§ **Text for analysis**
════════════════════
Switch off your Phone – It will Improve your Mental Health
Your phone might be one of your best friends, but it’s also keeping you from having a healthier mind. Studies have shown that simply being aware of your smartphone can put you in an anxious state, and that an over-reliance on digital devices can lead to mild anxiety and depression. In fact, one study showed that people who spend the most time on their devices are three times more likely to experience depression than those who spend less time online. A study by the American Psychological Association found similar results; the more time teens spent watching screens, the more likely they were to experience stress and anxiety and have symptoms of depression - even after controlling social media use (though social media use was still linked to increased risk of depression).
The ability to disconnect is a huge part of mindfulness and its paramount for improving your mental health. As digital natives, we’re constantly connected to one device or another and soon it seems we’ll be spending even more time in the metaverse. Leave your phone at home when you go for a walk. Unplug from technology as much as possible and do it more often. Being disconnected from our devices not only improves our well-being, but also teaches us how to be more present in both our personal and professional lives.
One of nature’s greatest gifts is its ability to improve our mental health. A single walk outside can improve focus and well-being, as well as give your brain a much-needed break from our digital lives. If you’re feeling trapped in your phone or computer, it might be time to reconnect with real life – pet an animal, feel the sand between your toes at the beach, start a conversation with an elderly stranger at the supermarket…
Have better quality conversations
In our digital age, it’s becoming increasingly difficult to sustain meaningful conversations. The best way to combat that is by getting outside and talking to people face-to-face. Maybe the thought of this makes you nervous, but it’s an essential human skill we need to nurture. Studies have shown that when we take breaks from our phones, we tend to engage in better quality conversations and are able to spend more time with family and friends.
════════════════════
§ **Problem set**
**a)** For each statement below, say whether it agrees with the article on switching off your phone, answering yes or no and quoting the words from the article that decide it: (i) people who spend the most time on their devices are three times more likely to experience depression; (ii) a single walk outside can improve focus and well-being; (iii) you should take your phone with you when you go for a walk.
**b)** Resume the article on switching off your phone, writing on from the point where it stops.
The records that come after this article are separate material with no connection to it.
════════════════════
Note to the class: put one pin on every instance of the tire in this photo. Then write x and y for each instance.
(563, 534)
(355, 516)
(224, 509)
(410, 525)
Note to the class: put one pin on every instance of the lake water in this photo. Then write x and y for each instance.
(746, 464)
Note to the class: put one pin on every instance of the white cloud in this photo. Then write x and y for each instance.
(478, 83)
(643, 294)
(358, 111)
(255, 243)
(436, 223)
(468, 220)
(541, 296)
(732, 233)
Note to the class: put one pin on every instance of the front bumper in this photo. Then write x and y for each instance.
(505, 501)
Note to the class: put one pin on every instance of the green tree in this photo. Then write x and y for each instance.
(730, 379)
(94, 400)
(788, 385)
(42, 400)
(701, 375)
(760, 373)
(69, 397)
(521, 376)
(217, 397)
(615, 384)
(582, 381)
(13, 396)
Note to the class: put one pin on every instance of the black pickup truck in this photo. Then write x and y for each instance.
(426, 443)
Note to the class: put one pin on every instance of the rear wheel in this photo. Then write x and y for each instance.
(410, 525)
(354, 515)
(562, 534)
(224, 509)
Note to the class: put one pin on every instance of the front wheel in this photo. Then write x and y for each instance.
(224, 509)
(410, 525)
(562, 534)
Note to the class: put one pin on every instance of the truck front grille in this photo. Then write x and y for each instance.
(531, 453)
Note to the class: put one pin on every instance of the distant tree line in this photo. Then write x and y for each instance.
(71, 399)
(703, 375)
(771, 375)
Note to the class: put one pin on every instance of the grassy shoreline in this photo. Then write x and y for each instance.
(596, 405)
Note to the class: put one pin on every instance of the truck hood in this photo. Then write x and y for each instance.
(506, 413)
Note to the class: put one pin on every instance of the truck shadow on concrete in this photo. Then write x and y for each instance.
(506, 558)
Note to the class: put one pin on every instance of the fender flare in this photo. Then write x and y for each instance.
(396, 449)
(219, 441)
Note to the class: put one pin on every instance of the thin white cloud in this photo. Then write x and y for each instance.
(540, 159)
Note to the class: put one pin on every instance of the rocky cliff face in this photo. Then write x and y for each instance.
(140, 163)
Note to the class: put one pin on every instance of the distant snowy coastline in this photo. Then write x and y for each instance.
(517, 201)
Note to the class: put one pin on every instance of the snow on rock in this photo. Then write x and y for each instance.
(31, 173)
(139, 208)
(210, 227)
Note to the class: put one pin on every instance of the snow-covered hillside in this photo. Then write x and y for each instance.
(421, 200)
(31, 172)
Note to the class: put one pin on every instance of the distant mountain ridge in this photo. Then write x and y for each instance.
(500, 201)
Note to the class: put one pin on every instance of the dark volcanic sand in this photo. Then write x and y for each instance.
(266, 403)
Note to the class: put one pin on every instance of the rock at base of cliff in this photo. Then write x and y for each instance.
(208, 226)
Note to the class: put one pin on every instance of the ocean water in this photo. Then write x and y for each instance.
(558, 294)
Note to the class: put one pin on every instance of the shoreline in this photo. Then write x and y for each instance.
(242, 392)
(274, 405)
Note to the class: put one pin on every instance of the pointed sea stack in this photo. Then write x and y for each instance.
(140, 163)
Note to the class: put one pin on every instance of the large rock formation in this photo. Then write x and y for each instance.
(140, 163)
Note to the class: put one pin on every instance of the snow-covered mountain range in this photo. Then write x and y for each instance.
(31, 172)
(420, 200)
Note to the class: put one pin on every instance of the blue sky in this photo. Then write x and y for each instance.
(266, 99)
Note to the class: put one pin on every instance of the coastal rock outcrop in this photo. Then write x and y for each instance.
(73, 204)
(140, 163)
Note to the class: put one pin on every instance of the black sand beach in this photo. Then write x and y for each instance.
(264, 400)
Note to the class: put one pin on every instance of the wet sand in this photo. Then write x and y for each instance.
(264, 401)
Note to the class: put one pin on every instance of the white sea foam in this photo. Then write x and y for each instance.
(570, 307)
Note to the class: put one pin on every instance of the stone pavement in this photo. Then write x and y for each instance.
════════════════════
§ **Solved problems**
**a)**
(i) Yes: "people who spend the most time on their devices are three times more likely to experience depression than those who spend less time online."
(ii) Yes: "A single walk outside can improve focus and well-being."
(iii) No: "Leave your phone at home when you go for a walk."

**b)**
Getting outdoors is a great way to cut down on your screen time, improve your mood, and disconnect yourself from technology. There’s another benefit too: Going outside forces you to use different parts of your brain than what you use when staring at a screen all day. So, get outside and get your body moving. You’ll be healthier for it.
Learn how to meditate
Meditation helps us disconnect from our thoughts and reconnect with our bodies. It can take years to learn how to meditate correctly, but one of my favourite and simple meditation techniques involves connecting with nature instead of sitting in a quiet room. I find that taking a short walk in nature—especially while listening to birds chirp or waves crash against rocks—helps quiet my thoughts and refresh my mind. This way, I’m able to come back to work feeling more relaxed and focused.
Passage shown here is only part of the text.